> **Excerto dado**:
Marcelo Rebelo de Sousa, se não alterar muito o modo como desempenha o cargo, deixará profundas saudades quando for a sua vez de sair. Se não se modificar muito, e tiver vida e saúde, como todos lhe desejam, não (me) parece crível que não se candidate e cumpra um segundo mandato. Ele será o que tem menos dúvidas disso. E merece, porque, para lá das qualidades pessoais, tem sabido exercer a função com o devido respeito pela constituição e pelas leis e pelos outros órgãos de soberania e, principalmente, pelos portugueses e por Portugal, que engrandece e com que, humana e politicamente, sai engrandecido.
Mas não há bela sem senão. O Presidente emite opiniões sobre tudo, a todo o tempo, o que revela a sua capacidade de atenção mas também uma omnipresença que nem sempre ilumina ou resolve. Assim mesmo, prefiro-a a uma qualquer clausura de «auto-importância» com que se «protegesse». Antes um Presidente nosso e connosco do que um presidente de si e consigo. A transparência democrática, lídima de franqueza, lisura, honestidade e acutilância é um bem inestimável.

> **Instruções**:
1 – Indique se cada afirmação concorda com o excerto, respondendo sim ou não e citando as palavras do excerto que o decidem: (a) o Presidente emite opiniões sobre tudo; (b) o excerto prefere um Presidente recolhido numa clausura de auto-importância; (c) Marcelo Rebelo de Sousa tem exercido a função com respeito pela constituição.
2 – Reescreva o trecho do excerto que vai de "Mas não há bela" até "um bem inestimável.", trocando "omnipresença" por "ubiquidade".
3 – Segundo o excerto, o que é um bem inestimável?

> **Dados brutos**:
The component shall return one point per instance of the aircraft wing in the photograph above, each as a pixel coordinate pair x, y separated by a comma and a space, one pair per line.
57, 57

> **Conjunto de respostas**:
1 –
(a) Sim: "O Presidente emite opiniões sobre tudo, a todo o tempo".
(b) Não: "prefiro-a a uma qualquer clausura de «auto-importância» com que se «protegesse»".
(c) Sim: "tem sabido exercer a função com o devido respeito pela constituição".

2 –
Mas não há bela sem senão. O Presidente emite opiniões sobre tudo, a todo o tempo, o que revela a sua capacidade de atenção mas também uma ubiquidade que nem sempre ilumina ou resolve. Assim mesmo, prefiro-a a uma qualquer clausura de «auto-importância» com que se «protegesse». Antes um Presidente nosso e connosco do que um presidente de si e consigo. A transparência democrática, lídima de franqueza, lisura, honestidade e acutilância é um bem inestimável.

3 – A transparência democrática, lídima de franqueza, lisura, honestidade e acutilância.